§ Instructions for the task: In the records below, find the line containing "For the benchmark, mark each instance of the green", then extract that line and all subsequent lines exactly, leaving out everything else.

§ Data records:
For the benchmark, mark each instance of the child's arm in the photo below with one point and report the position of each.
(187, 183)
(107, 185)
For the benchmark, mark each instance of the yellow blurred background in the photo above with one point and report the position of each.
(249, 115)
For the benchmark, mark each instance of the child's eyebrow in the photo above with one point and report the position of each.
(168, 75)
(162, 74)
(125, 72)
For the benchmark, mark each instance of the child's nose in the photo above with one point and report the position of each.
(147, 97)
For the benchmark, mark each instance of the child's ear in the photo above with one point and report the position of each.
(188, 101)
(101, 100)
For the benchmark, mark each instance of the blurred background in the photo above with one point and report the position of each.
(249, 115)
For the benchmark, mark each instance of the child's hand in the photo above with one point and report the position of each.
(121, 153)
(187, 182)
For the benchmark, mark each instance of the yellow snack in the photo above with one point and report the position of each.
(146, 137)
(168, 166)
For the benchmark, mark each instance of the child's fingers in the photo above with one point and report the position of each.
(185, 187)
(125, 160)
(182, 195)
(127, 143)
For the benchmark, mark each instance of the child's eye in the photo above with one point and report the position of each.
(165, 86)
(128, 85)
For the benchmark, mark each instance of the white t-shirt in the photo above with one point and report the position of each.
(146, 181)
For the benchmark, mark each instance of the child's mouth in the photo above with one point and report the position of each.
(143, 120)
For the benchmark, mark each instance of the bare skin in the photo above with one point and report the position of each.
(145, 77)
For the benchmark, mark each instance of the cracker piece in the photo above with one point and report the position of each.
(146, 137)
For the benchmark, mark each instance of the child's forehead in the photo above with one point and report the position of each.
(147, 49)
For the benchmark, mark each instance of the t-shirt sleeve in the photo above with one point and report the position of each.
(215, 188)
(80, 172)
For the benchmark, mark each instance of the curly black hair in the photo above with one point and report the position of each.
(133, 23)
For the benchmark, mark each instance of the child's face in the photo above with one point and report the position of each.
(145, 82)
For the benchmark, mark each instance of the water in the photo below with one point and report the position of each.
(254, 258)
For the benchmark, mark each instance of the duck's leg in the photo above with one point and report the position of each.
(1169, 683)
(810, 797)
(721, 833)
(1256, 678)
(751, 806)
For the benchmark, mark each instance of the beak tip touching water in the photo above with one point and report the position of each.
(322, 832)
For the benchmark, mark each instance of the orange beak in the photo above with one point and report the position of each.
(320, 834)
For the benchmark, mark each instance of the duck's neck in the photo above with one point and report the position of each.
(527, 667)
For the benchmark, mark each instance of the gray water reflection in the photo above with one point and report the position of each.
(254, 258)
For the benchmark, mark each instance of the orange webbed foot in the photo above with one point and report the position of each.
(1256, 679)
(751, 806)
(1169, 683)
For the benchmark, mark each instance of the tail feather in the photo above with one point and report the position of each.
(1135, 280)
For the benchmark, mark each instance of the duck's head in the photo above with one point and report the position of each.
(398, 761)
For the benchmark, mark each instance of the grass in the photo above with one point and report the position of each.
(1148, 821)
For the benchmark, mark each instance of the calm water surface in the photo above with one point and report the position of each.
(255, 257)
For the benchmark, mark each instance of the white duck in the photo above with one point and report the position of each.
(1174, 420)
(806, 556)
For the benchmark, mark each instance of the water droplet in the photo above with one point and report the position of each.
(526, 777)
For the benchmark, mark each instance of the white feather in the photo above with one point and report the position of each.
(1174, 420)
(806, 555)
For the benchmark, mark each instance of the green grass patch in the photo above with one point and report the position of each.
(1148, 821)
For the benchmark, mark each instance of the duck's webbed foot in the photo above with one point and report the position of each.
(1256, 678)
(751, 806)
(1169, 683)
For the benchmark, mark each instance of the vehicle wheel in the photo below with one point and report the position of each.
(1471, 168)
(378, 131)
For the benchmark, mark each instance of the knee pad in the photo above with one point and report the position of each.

§ The solution:
For the benchmark, mark each instance of the green grass patch in the photo above with one point and report the position of each.
(1148, 821)
For the benchmark, mark each instance of the duck's webbed foot in the photo above with one point and report the position of each.
(1256, 678)
(751, 806)
(1169, 683)
For the benchmark, mark each instance of the vehicle wheel in the photo below with one point and report the position of each.
(1471, 168)
(378, 131)
For the benchmark, mark each instance of the knee pad in the photo above with one point and report the position of each.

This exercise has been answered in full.